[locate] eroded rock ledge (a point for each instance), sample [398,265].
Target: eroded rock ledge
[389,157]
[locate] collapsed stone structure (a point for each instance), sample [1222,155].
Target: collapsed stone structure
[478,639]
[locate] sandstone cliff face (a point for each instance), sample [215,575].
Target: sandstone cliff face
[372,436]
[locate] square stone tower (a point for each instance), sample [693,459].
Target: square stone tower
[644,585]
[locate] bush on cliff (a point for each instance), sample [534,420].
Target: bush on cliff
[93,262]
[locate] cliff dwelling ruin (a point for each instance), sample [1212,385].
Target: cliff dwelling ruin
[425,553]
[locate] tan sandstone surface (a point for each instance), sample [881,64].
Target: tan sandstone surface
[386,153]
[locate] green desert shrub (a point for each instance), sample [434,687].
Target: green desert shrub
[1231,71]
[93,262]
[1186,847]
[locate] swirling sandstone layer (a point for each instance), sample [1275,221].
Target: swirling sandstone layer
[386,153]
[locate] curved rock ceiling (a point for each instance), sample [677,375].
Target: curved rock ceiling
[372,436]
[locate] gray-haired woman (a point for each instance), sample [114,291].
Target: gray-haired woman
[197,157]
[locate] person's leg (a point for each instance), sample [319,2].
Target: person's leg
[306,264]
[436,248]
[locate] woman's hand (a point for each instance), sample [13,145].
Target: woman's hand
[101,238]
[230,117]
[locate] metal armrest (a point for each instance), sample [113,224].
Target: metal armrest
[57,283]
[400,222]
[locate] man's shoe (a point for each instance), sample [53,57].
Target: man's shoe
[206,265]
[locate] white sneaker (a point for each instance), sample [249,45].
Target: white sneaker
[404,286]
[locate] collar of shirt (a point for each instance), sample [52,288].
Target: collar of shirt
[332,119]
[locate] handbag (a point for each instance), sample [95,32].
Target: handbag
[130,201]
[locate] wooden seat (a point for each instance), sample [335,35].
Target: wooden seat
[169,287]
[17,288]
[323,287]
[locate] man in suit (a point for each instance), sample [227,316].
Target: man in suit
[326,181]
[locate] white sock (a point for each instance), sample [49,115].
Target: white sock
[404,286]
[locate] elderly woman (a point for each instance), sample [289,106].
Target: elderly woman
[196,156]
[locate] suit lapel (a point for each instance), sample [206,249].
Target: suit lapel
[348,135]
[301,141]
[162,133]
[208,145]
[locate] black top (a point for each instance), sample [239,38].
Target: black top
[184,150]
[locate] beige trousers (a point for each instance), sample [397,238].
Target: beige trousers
^^^^^^^^
» Problem
Where a line above includes "trousers", copy that line.

» Result
[locate] beige trousers (a point for each instance), sample [397,238].
Target: beige trousers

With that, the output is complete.